(Supplied material)
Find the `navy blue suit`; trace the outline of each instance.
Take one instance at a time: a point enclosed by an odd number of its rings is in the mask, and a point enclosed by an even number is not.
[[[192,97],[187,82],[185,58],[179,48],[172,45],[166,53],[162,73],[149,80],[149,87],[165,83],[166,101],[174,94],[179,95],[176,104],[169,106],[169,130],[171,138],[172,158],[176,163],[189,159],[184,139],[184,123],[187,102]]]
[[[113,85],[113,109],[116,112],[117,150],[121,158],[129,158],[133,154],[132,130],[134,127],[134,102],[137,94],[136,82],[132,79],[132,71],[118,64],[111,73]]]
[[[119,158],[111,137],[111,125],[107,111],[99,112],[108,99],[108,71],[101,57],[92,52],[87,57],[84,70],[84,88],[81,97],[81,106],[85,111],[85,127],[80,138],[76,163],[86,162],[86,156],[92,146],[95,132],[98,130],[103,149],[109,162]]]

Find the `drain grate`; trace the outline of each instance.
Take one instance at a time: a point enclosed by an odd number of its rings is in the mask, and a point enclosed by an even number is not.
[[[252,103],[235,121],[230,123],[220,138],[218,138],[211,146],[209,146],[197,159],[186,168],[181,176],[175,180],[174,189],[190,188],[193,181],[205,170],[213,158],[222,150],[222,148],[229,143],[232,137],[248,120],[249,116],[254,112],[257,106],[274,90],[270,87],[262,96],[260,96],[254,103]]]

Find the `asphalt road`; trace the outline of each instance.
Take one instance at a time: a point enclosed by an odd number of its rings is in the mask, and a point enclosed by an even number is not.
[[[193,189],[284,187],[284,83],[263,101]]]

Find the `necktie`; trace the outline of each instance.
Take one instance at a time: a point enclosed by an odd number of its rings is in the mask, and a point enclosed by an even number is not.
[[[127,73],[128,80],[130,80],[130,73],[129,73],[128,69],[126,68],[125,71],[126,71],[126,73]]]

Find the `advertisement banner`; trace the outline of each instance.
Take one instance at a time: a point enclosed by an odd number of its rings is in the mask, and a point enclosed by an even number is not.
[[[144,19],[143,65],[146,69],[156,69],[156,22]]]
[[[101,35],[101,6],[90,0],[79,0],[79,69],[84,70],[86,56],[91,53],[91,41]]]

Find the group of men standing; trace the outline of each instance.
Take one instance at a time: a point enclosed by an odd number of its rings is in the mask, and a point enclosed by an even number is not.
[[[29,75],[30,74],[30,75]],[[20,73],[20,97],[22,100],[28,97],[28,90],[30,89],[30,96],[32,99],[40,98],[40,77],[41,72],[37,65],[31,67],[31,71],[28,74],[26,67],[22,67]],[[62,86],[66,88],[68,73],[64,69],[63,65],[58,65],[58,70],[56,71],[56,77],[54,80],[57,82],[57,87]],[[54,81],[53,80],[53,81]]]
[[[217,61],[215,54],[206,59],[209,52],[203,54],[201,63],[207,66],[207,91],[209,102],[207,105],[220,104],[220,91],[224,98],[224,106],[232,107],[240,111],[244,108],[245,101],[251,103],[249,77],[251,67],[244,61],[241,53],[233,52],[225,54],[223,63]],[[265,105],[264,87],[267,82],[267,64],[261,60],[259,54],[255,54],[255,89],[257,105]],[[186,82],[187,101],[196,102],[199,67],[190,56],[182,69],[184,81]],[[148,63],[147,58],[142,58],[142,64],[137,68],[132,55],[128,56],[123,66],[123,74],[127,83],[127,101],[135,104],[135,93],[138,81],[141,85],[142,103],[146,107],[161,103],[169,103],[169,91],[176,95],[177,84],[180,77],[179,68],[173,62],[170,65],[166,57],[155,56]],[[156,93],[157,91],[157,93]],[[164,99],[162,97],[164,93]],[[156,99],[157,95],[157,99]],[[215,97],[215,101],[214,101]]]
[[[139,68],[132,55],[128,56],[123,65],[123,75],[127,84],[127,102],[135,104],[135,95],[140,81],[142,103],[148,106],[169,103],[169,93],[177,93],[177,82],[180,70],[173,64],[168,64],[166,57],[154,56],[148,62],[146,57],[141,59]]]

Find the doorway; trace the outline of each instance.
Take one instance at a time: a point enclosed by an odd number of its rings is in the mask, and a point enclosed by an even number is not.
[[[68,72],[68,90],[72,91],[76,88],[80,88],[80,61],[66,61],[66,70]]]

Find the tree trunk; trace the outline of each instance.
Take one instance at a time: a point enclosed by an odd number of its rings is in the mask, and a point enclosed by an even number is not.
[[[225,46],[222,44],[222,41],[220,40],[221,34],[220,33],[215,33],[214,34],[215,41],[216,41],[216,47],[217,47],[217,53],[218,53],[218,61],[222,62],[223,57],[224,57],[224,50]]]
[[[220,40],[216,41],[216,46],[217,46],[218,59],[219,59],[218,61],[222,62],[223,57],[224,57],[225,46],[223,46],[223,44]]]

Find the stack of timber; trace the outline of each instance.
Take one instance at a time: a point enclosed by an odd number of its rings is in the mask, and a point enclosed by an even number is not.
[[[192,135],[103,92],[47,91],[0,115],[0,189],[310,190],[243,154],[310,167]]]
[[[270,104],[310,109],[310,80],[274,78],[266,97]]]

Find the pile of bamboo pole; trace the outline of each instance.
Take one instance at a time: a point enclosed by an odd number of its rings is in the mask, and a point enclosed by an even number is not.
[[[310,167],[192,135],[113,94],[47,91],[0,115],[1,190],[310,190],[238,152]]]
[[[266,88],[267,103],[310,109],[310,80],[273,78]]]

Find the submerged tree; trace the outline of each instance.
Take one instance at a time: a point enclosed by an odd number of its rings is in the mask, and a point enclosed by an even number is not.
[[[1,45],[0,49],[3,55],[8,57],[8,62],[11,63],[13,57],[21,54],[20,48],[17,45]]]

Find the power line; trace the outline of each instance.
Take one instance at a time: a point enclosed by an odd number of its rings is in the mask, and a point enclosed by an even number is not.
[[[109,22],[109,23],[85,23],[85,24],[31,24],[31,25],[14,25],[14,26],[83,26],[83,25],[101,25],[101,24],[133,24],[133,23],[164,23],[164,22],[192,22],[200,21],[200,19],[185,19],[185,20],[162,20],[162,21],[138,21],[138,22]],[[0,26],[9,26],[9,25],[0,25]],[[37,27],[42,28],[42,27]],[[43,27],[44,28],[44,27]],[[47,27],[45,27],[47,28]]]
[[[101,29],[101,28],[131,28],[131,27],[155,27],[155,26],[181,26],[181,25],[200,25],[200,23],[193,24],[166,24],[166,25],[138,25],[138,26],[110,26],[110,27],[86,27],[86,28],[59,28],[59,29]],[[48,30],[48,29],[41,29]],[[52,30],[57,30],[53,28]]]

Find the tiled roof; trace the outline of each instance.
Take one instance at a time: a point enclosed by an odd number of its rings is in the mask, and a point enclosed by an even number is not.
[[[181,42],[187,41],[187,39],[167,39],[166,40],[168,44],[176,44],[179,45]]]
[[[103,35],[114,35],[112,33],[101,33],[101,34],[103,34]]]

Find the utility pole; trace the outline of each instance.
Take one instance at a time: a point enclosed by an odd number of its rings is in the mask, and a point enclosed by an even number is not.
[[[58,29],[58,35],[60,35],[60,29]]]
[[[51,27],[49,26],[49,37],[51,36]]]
(End Supplied material)
_Work instructions_
Search the records for the word "pole", then list every line that has it.

_Exercise response_
Find the pile of bamboo pole; trace the outline of each instance.
Find the utility pole; trace the outline of each instance.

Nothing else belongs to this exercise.